• DOCUMENT EXTRACT
+ + + + + + +

CVS/Aetna Combo a Formidable Pharma Rival When it Comes to Access
Last month's unusual consolidation of healthcare provider CVS Health with insurance company Aetna spawned a new behemoth that could pose a more formidable rival to pharma when it comes to securing access for brands.
Nevertheless, it would seem the deal represents a double-edged sword for manufacturers. While the combined company wields greater power to disrupt profits, it could also serve as a catalyst for value-based contracting, something that could give drugmakers a somewhat straighter path to securing coverage for launches of expensive new drugs.
Lines were blurred in December when the board of Aetna, the nation's third-largest insurer, agreed to a $69 billion cash-and-stock acquisition by CVS Health, which runs the country's largest drugstore chain.
In the wake of the deal, it would seem pharma marketers can expect a more imposing foe at the negotiating table. Payers have used formulary management the last few years to manage costs. Some have also integrated value frameworks like that of ICER into their assessments.

+ + + + + + +

(Collected data)
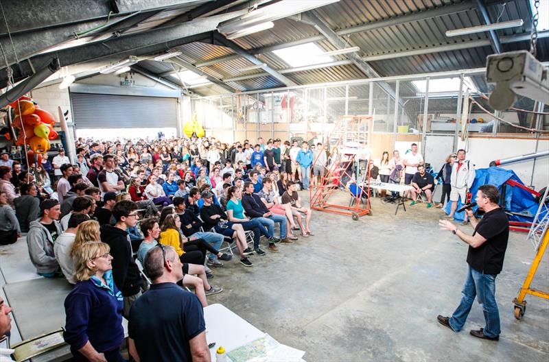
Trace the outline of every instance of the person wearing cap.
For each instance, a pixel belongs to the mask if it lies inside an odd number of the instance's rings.
[[[70,163],[71,160],[65,154],[65,149],[62,148],[59,149],[59,154],[51,160],[51,165],[54,167],[54,175],[56,176],[56,180],[59,180],[63,176],[61,166],[66,164],[70,165]]]
[[[103,197],[103,206],[95,210],[93,217],[100,225],[111,225],[113,224],[113,209],[116,204],[116,193],[106,193]]]
[[[10,169],[13,167],[13,160],[10,159],[10,154],[5,151],[0,154],[0,166],[5,166]]]
[[[54,243],[61,234],[61,225],[58,220],[61,215],[59,202],[47,199],[40,205],[40,217],[30,223],[27,234],[30,261],[42,276],[53,278],[62,276],[56,260]]]

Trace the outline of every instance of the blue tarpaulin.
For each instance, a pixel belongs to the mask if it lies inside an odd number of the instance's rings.
[[[502,169],[500,167],[489,167],[475,170],[475,180],[471,187],[471,193],[473,195],[472,201],[475,200],[478,186],[484,184],[491,184],[500,191],[500,194],[503,195],[503,188],[505,188],[505,200],[500,200],[500,204],[504,206],[506,211],[530,214],[529,217],[520,215],[509,215],[509,221],[532,222],[534,216],[537,212],[539,204],[532,193],[518,186],[512,186],[506,184],[508,180],[513,180],[519,184],[524,184],[519,177],[512,170]],[[445,210],[447,214],[450,212],[451,202],[446,205]],[[461,200],[458,201],[458,208],[463,204]],[[476,207],[474,208],[476,210]],[[463,220],[465,213],[455,213],[454,216],[457,220]]]

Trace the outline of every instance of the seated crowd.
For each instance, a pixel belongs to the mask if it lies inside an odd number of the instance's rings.
[[[74,360],[123,361],[122,317],[136,361],[180,353],[207,360],[201,307],[223,291],[211,284],[210,267],[232,259],[233,243],[250,267],[253,255],[266,254],[262,237],[276,253],[298,239],[296,231],[314,234],[311,210],[296,191],[307,184],[286,165],[297,161],[279,143],[259,139],[254,149],[248,142],[229,149],[206,138],[152,145],[79,140],[77,163],[60,150],[51,162],[45,157],[30,167],[2,154],[0,244],[26,233],[36,272],[74,285],[64,334]],[[286,166],[293,175],[281,172]],[[230,253],[220,251],[224,242]],[[162,307],[179,302],[181,309]],[[182,318],[184,331],[174,324]],[[170,324],[183,346],[159,350],[162,343],[152,345],[161,335],[151,328]]]

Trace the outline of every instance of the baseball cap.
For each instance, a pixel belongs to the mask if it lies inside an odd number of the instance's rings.
[[[116,200],[116,193],[108,192],[103,195],[103,201],[106,202],[111,200]]]
[[[58,205],[59,202],[55,199],[46,199],[40,204],[40,213],[44,213],[45,210],[49,210],[56,205]]]
[[[210,197],[213,197],[213,194],[211,193],[210,191],[206,190],[206,191],[204,191],[202,192],[202,193],[200,194],[200,196],[202,196],[202,199],[209,199]]]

+ + + + + + +

• ACTIVITY
Answer these questions from the text on the CVS Health and Aetna deal:
1. How large was the acquisition that Aetna's board agreed to, and in what form?
2. Where does Aetna rank among the nation's insurers?
3. What have payers used over the last few years to manage costs?

• SOLUTION TO THE PROBLEM
1. $69 billion, in cash and stock.
2. It is the nation's third-largest insurer.
3. Formulary management.